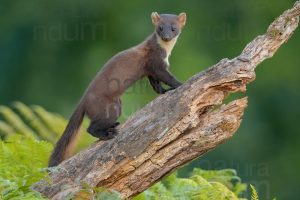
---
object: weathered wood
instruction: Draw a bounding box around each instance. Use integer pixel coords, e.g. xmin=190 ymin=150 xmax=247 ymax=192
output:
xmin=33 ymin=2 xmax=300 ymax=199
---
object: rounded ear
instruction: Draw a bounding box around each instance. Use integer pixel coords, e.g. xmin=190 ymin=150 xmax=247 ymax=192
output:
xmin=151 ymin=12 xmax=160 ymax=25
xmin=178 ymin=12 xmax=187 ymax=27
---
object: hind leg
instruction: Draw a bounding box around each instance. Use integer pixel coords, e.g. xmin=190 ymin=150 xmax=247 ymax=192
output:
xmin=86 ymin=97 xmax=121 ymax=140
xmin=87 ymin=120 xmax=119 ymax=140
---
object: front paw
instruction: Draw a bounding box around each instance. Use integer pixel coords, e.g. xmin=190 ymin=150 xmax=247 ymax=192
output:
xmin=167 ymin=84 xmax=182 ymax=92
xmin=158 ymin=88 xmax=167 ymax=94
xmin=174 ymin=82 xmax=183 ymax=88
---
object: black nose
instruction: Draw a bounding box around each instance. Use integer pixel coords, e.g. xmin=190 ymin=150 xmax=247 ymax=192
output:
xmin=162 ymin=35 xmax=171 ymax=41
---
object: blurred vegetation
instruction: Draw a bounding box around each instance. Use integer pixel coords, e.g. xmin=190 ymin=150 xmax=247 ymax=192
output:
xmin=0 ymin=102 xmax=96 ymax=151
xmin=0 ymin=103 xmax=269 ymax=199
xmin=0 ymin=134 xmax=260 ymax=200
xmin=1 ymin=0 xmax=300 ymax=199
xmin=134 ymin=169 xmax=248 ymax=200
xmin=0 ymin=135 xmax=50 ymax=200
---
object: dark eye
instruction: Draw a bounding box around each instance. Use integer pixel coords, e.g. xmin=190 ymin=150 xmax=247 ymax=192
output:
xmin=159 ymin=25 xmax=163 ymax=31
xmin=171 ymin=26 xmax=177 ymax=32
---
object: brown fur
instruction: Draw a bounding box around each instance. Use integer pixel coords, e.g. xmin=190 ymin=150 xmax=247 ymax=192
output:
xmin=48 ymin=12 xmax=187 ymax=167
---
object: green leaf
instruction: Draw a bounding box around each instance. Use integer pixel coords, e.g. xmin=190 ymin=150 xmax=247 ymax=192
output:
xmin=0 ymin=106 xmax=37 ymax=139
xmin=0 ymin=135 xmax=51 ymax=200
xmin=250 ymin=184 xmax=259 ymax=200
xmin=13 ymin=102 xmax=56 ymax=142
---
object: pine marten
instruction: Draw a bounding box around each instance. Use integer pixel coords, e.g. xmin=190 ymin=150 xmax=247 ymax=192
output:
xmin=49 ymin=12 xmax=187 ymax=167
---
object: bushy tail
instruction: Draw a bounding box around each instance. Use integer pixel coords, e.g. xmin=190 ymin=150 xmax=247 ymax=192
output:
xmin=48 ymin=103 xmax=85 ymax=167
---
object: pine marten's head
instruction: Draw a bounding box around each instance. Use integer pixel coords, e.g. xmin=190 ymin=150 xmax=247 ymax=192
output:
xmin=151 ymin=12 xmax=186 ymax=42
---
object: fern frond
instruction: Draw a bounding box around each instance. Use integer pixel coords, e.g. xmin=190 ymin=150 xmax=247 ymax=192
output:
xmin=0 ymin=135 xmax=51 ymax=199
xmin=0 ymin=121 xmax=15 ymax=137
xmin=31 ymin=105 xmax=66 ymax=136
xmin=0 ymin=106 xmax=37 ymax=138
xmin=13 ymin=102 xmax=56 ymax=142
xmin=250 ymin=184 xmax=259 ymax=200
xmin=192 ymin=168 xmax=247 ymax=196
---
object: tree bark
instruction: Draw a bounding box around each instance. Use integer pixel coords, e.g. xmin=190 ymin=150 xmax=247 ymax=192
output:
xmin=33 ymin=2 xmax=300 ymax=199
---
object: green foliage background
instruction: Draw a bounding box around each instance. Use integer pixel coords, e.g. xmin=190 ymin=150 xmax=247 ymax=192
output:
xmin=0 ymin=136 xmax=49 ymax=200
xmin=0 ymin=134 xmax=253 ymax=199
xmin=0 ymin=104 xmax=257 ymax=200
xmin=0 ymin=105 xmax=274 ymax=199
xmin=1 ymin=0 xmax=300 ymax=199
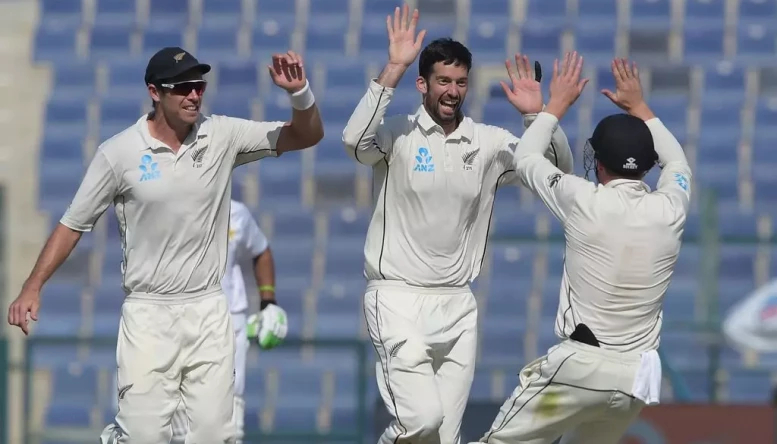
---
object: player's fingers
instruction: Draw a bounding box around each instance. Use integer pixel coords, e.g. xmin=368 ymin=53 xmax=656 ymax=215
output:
═══
Each line containing "marten" belongs in the answer; pick these out of the material and copy them.

object: pine marten
object: pine marten's head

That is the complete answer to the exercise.